Using the page on generating SQL, mark each statement yes or no and quote the words from the page that decide it. (a) The DuckDB example creates a table named prices with a date column and a price column. (b) The SQL produced through Ibis computes the average price with MEAN. (c) The SQLFrame example asks for the DuckDB dialect.

## DOCUMENT SEGMENT
- - - - - - -

Generating SQL
Suppose you want to write Polars syntax and translate it to SQL. For example, what's the SQL equivalent to:
import narwhals as nw
from narwhals.typing import IntoFrameT
def avg_monthly_price(df_native: IntoFrameT) -> IntoFrameT:
return (
nw.from_native(df_native)
.group_by(nw.col("date").dt.truncate("1mo"))
.agg(nw.col("price").mean())
.sort("date")
.to_native()
)
?
There are several ways to find out.
Via DuckDB
You can also generate SQL directly from DuckDB.
import duckdb
conn = duckdb.connect()
conn.sql("""CREATE TABLE prices (date DATE, price DOUBLE);""")
df = nw.from_native(conn.table("prices"))
print(avg_monthly_price(df).sql_query())
SELECT * FROM (SELECT _date_tmp AS date, price FROM (SELECT _date_tmp, mean(price) AS price FROM (SELECT date, price, date_trunc('month', date) AS _date_tmp FROM main.prices) AS prices GROUP BY ALL) AS prices) AS prices ORDER BY date NULLS FIRST
To make it look a bit prettier, or to then transpile it to other SQL dialects, we can pass it to SQLGlot:
import sqlglot
print(sqlglot.transpile(avg_monthly_price(df).sql_query(), pretty=True)[0])
SELECT
*
FROM (
SELECT
_date_tmp AS date,
price
FROM (
SELECT
_date_tmp,
MEAN(price) AS price
FROM (
SELECT
date,
price,
DATE_TRUNC('MONTH', date) AS _date_tmp
FROM main.prices
) AS prices
GROUP BY ALL
) AS prices
) AS prices
ORDER BY
date
Via Ibis
We can also use Ibis to generate SQL:
import ibis
t = ibis.table({"date": "date", "price": "double"}, name="prices")
print(ibis.to_sql(avg_monthly_price(t)))
SELECT
"t2"."_date_tmp" AS "date",
"t2"."price"
FROM (
SELECT
"t1"."_date_tmp",
AVG("t1"."price") AS "price"
FROM (
SELECT
"t0"."date",
"t0"."price",
DATE_TRUNC('MONTH', "t0"."date") AS "_date_tmp"
FROM "prices" AS "t0"
) AS "t1"
GROUP BY
1
) AS "t2"
ORDER BY
"t2"."_date_tmp" ASC NULLS FIRST
Via SQLFrame
You can also use SQLFrame:
from sqlframe.standalone import StandaloneSession
session = StandaloneSession.builder.getOrCreate()
session.catalog.add_table("prices", column_mapping={"date": "date", "price": "float"})
df = nw.from_native(session.read.table("prices"))
print(avg_monthly_price(df).sql(dialect="duckdb"))

- - - - - - -

Stored items from a collection:
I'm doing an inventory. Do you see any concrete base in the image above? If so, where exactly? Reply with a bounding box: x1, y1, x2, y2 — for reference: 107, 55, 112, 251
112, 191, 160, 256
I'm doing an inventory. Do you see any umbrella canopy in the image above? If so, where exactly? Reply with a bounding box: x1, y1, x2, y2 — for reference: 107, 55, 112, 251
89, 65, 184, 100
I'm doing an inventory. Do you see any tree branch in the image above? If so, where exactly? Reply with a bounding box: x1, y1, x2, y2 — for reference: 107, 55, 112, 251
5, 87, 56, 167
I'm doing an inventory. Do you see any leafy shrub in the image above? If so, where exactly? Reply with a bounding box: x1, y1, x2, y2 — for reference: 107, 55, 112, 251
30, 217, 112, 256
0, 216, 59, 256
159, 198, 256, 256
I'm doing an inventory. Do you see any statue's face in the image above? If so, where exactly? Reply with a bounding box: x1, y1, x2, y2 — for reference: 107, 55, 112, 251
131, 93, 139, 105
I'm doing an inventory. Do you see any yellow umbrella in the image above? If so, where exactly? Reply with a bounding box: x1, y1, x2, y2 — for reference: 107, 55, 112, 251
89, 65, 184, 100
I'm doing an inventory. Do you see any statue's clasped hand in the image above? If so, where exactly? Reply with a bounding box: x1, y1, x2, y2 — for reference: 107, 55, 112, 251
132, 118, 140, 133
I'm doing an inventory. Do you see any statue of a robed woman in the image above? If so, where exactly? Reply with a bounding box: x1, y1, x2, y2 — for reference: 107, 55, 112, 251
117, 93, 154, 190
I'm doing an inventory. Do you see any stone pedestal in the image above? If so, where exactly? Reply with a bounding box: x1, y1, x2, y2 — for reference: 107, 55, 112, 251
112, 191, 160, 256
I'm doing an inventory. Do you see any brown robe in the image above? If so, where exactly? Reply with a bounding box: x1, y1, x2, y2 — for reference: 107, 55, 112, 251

- - - - - - -

## SOLUTION FOR THIS EXERCISE
(a) Yes: "CREATE TABLE prices (date DATE, price DOUBLE);"
(b) No: "AVG("t1"."price") AS "price""
(c) Yes: "print(avg_monthly_price(df).sql(dialect="duckdb"))"